### Task description
Retype the part of the case report excerpt between "Case History" and "contraindicate endodontic treatment.", inclusive.
##### Extract to read #####
DI can affect any tooth, but it mainly occurs in premolars [5]. 43% of the reported cases involve bilateral occurrence of the contralateral teeth [2]. Several factors can explain the etiology of this abnormality, such as growth failure, abnormal proliferation, distortion of the enamel organ, genetics, nutritional factors, infections, and external trauma. It is also suggested that more than one factor may contribute to the occurrence of this malformation [1, 6, 7, 8].
Based on the vertical extension of the invagination, DI has been categorized into three types, each varying in the extent of invagination and required management approaches. Type I is an invagination limited to the tooth crown, extending up to the cementoenamel junction (CEJ). In Type II, the invagination extends beyond CEJ into the root, with no communication to the periodontium. In type III, the invagination opens up to the periodontal ligament and forms an additional lateral or apical foramen. Types I and II are considered incomplete invaginations, while Type III is classified as complete invagination [2, 4, 9].
DI is often afflicted with pulp and periradicular disease due to debris accumulation within its complex anatomy [10, 11]. In most cases, endodontic treatment is required, which is often considered challenging due to the complex and variant anatomy [12]. Management of DI varies in different cases, and an anatomy‐based treatment plan with consideration of tooth and tissue involvement is essential for successful outcomes [1, 3]. In cases with pulp involvement and periradicular inflammatory lesions, more complicated approaches are required [2, 13]. If the pulp responds normally to sensitivity tests, sealing the invagination or performing a minimal restoration is recommended to prevent bacterial penetration [14, 15, 16].
This article presents a case of bilateral Type II DI in the maxillary lateral incisors, with one tooth exhibiting pulp necrosis and periapical inflammation, and the other showing mild pulp involvement with intact surrounding tissues. For each tooth, a combination of radiographic images and pulp testing was used to ensure accurate diagnosis and treatment planning.
Case History
2
A 16‐year‐old female patient was referred to the endodontic department of the faculty of dentistry at Mashhad University of Medical Sciences with a history of repeated swelling in the area of the maxillary anterior teeth. The patient's medical history revealed no significant systemic conditions that would contraindicate endodontic treatment.
##### Supplied information #####
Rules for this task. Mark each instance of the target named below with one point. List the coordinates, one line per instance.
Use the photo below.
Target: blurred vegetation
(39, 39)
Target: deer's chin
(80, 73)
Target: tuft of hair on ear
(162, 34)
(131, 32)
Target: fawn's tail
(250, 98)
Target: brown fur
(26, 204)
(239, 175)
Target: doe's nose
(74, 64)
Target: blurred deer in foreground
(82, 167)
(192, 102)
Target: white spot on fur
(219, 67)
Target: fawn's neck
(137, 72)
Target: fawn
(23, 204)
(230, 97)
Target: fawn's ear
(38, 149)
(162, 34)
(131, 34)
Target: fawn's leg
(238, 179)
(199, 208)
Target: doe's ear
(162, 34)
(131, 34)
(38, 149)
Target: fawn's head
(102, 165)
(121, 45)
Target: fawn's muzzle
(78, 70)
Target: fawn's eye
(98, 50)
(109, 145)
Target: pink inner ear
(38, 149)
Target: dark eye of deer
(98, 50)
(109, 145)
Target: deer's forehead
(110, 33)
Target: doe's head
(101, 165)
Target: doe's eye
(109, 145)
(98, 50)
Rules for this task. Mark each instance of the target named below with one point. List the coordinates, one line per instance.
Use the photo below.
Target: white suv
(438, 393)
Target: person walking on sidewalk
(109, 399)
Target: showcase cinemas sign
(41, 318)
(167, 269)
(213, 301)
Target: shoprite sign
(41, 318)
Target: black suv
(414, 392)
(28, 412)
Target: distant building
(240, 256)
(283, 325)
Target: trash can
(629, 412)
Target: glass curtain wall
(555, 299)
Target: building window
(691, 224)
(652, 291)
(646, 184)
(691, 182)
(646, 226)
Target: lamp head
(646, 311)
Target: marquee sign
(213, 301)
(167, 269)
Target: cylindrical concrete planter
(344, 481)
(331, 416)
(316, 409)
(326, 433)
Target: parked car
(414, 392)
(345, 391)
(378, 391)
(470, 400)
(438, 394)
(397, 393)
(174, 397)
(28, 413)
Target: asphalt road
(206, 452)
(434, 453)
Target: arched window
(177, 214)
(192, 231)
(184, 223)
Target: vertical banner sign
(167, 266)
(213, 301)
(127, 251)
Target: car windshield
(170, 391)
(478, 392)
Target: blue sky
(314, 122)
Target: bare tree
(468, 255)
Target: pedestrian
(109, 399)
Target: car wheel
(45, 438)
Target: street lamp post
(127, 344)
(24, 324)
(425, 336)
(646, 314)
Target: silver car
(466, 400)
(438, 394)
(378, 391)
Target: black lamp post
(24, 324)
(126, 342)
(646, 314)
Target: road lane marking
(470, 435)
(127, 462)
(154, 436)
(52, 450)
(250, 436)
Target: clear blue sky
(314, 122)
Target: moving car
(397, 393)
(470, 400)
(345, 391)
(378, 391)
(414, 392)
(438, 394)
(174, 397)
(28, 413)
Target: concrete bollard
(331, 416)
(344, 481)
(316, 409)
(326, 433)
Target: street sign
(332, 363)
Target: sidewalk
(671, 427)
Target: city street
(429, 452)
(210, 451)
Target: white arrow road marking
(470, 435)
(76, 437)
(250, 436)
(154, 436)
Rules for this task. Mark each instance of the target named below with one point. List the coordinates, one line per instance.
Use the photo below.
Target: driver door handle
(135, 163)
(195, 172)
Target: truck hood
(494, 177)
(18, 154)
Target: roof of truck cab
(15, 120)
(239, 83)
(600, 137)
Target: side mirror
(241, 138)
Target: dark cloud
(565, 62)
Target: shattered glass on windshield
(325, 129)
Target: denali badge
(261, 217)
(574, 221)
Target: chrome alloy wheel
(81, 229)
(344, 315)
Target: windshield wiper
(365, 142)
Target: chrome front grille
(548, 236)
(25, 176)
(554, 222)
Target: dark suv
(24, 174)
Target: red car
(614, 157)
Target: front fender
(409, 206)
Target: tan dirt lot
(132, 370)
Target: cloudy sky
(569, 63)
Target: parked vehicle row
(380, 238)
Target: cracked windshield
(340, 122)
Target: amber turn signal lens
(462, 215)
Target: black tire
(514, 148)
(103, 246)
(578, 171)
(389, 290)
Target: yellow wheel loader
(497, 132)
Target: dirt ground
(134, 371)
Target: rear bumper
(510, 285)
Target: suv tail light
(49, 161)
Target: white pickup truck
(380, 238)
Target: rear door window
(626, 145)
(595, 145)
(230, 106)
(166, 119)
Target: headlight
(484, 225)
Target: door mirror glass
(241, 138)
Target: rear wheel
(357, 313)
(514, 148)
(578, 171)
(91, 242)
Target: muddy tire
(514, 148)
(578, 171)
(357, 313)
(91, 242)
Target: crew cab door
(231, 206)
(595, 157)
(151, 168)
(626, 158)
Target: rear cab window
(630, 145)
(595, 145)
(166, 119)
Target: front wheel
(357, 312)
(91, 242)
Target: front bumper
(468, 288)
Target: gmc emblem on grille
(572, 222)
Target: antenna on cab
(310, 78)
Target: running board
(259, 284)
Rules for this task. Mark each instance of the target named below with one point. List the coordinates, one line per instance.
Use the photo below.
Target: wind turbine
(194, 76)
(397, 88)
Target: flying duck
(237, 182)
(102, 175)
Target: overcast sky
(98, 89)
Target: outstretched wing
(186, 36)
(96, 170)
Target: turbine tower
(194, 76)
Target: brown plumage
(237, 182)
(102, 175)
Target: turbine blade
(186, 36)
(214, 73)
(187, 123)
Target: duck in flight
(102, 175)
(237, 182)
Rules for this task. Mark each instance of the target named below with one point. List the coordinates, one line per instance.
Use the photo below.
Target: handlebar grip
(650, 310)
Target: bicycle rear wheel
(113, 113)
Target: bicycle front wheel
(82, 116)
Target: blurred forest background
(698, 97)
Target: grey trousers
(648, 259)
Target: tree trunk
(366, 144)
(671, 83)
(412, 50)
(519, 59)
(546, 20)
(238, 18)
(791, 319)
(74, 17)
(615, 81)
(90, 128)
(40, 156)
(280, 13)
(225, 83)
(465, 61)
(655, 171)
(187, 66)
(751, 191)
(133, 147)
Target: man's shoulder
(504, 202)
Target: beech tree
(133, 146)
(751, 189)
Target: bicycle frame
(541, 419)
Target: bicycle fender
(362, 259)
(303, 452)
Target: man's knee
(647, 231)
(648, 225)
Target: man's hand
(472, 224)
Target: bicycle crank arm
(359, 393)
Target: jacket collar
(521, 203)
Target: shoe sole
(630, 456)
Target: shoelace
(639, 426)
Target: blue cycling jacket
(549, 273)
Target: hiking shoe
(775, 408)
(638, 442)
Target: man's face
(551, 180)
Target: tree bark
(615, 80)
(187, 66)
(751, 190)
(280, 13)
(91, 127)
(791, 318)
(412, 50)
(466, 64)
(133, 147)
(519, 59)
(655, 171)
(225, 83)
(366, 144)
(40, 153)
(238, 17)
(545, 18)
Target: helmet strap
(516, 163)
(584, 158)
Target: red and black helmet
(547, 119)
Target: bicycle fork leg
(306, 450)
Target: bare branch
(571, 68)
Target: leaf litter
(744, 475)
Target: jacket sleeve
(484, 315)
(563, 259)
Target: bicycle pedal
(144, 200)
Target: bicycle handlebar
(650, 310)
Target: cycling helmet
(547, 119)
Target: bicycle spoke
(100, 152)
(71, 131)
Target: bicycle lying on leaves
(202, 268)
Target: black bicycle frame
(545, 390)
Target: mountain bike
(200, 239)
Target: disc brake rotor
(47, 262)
#####
### Task output
Case History
2
A 16‐year‐old female patient was referred to the endodontic department of the faculty of dentistry at Mashhad University of Medical Sciences with a history of repeated swelling in the area of the maxillary anterior teeth. The patient's medical history revealed no significant systemic conditions that would contraindicate endodontic treatment.